• _Your instructions_:
Recast the lines of the records below, from the line containing "Find the smoke" through the line containing "[[[377,98],[377,1],[0,0],[0,63]]]", as a Markdown table with columns headed "No." and "Entry". Number each line in the first column, put the line itself in the second, and leave out blank lines.

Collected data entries

━━━━━━━━━━━━━━━━━━━━

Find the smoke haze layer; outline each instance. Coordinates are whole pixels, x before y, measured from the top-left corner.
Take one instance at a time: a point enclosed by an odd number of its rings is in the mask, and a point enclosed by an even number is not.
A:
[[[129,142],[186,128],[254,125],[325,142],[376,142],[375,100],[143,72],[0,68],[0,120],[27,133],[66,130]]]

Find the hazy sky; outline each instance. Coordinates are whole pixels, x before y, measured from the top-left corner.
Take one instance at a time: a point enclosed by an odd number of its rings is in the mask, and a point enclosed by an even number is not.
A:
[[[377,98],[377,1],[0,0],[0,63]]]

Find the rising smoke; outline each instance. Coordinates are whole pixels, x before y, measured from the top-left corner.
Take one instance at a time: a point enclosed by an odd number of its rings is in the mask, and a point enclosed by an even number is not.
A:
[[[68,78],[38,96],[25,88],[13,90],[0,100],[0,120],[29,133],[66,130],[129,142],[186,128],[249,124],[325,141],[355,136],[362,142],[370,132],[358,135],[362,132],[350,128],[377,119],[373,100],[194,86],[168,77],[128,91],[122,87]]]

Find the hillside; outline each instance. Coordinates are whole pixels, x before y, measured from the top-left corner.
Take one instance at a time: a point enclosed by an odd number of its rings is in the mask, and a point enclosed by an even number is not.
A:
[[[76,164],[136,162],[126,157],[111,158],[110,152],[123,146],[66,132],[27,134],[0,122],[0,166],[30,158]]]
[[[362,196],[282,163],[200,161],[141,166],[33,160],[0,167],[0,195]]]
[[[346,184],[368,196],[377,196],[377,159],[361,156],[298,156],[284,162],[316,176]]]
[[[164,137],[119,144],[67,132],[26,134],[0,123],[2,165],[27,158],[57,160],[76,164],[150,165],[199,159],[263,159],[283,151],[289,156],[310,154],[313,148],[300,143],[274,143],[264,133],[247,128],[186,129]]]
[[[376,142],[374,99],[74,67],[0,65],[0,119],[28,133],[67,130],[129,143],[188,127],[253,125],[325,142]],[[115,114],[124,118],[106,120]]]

━━━━━━━━━━━━━━━━━━━━

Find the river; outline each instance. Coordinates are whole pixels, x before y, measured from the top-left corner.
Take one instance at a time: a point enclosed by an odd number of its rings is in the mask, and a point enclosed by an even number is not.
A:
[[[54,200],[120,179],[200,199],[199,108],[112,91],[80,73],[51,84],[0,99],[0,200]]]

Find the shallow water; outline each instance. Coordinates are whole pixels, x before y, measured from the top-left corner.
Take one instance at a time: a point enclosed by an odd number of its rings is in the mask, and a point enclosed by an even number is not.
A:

━━━━━━━━━━━━━━━━━━━━

• _Task answer_:
| No. | Entry |
|---|---|
| 1 | Find the smoke haze layer; outline each instance. Coordinates are whole pixels, x before y, measured from the top-left corner. |
| 2 | Take one instance at a time: a point enclosed by an odd number of its rings is in the mask, and a point enclosed by an even number is not. |
| 3 | A: |
| 4 | [[[129,142],[186,128],[254,125],[325,142],[376,142],[375,100],[143,72],[0,68],[0,120],[27,133],[66,130]]] |
| 5 | Find the hazy sky; outline each instance. Coordinates are whole pixels, x before y, measured from the top-left corner. |
| 6 | Take one instance at a time: a point enclosed by an odd number of its rings is in the mask, and a point enclosed by an even number is not. |
| 7 | A: |
| 8 | [[[377,98],[377,1],[0,0],[0,63]]] |